*** STUDY TEXT ***
Los Campesinos! Hello Sadness

Christina Lee

14.11.11

Her red lipstick, her blue eyes. To Gareth Campesinos!, not even his cleverest of come-ons––sending stationary as a first move, decorating envelopes as foreplay––are a match for memories of her. They can’t be, not when he’s singing of the “engagement ring” he’s wearing: her rouge imprinted around one of his knuckles, a souvenir without permanence.

Los Campesinos! no longer sound like grade-school children when they sing in unison. They’re no longer rushing through playful twee-punk taunts or singing references to Toni Braxton of utmost sincerity. Campesinos! have come and gone, to pursue medical school dreams and others they won’t specify. And Gareth, the Welsh septet’s primary songwriter, is no longer relentlessly flirting––he’s obsessing over this girl with remarkable moles on her back, of now an album (Romance is Boring) and an “extended EP” (We Are Beautiful, We Are Doomed) ago.
*** End of STUDY TEXT ***
§ TASKS TO PERFORM
1: In the Hello Sadness review, how is Los Campesinos! described in terms of nationality and size?
2: Extract from the Hello Sadness review the part that opens with the words containing "Los Campesinos! no" and closes with "Are Doomed) ago.".
*** DATA SUPPLIED ***
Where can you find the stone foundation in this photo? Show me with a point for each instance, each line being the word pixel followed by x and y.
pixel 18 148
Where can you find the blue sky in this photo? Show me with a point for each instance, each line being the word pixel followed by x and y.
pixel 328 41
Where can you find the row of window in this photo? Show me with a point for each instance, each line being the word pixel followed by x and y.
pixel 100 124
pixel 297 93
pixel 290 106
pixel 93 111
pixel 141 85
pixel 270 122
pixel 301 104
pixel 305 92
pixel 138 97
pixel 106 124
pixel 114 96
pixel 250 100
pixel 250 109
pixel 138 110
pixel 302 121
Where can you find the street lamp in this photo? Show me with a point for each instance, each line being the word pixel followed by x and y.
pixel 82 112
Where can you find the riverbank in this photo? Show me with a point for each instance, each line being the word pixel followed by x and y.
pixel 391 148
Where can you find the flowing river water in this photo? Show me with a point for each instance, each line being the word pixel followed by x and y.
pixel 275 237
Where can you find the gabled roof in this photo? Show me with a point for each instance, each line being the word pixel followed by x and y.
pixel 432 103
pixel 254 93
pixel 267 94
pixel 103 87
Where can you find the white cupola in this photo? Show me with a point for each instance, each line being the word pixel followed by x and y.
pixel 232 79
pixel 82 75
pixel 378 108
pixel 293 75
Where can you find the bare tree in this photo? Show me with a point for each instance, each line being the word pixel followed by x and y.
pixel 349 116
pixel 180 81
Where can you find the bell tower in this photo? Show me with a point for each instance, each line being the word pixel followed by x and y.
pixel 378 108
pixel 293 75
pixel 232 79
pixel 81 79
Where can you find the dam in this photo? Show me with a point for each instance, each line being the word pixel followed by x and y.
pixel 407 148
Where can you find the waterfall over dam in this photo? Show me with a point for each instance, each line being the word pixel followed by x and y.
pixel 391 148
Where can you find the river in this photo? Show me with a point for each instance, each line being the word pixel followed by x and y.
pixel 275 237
*** End of DATA SUPPLIED ***
§ PER-TASK ANSWERS
1: A Welsh septet.

2:
Los Campesinos! no longer sound like grade-school children when they sing in unison. They’re no longer rushing through playful twee-punk taunts or singing references to Toni Braxton of utmost sincerity. Campesinos! have come and gone, to pursue medical school dreams and others they won’t specify. And Gareth, the Welsh septet’s primary songwriter, is no longer relentlessly flirting––he’s obsessing over this girl with remarkable moles on her back, of now an album (Romance is Boring) and an “extended EP” (We Are Beautiful, We Are Doomed) ago.